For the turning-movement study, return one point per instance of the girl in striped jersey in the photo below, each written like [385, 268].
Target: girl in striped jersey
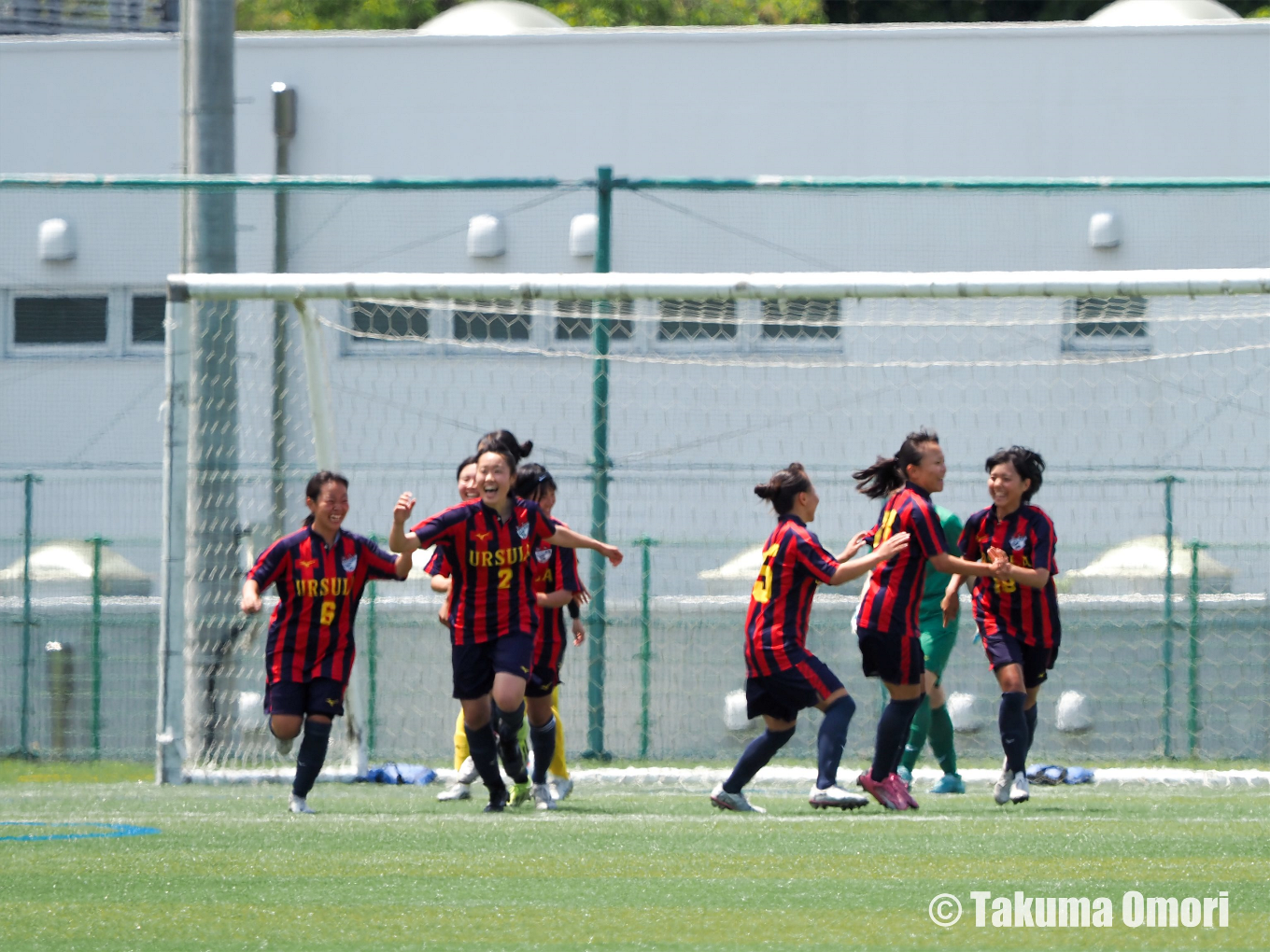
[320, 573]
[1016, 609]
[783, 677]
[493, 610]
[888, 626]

---

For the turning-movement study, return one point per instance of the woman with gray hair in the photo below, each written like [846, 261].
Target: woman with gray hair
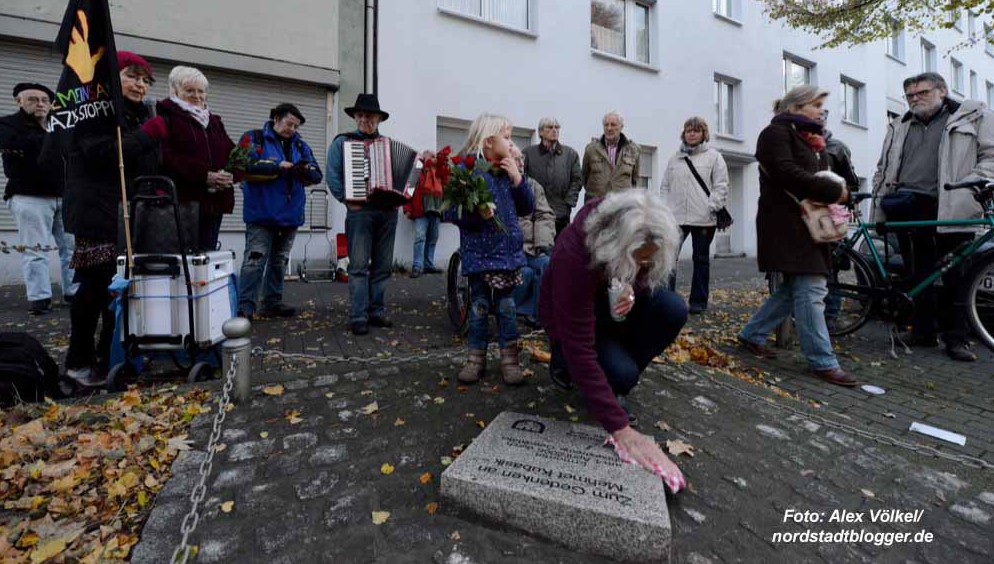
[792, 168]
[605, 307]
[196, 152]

[TASK PROMPT]: Identify the lines of the entries containing the string "written". Copy each such line.

[RESPONSE TO THIS TASK]:
For the turning-movement study, return one point per instance of the girl in striped jersey in the photo below, each written like [385, 268].
For the turning-movement study, return one point per instance of the woman with gray hair in the photo below, each written like [846, 261].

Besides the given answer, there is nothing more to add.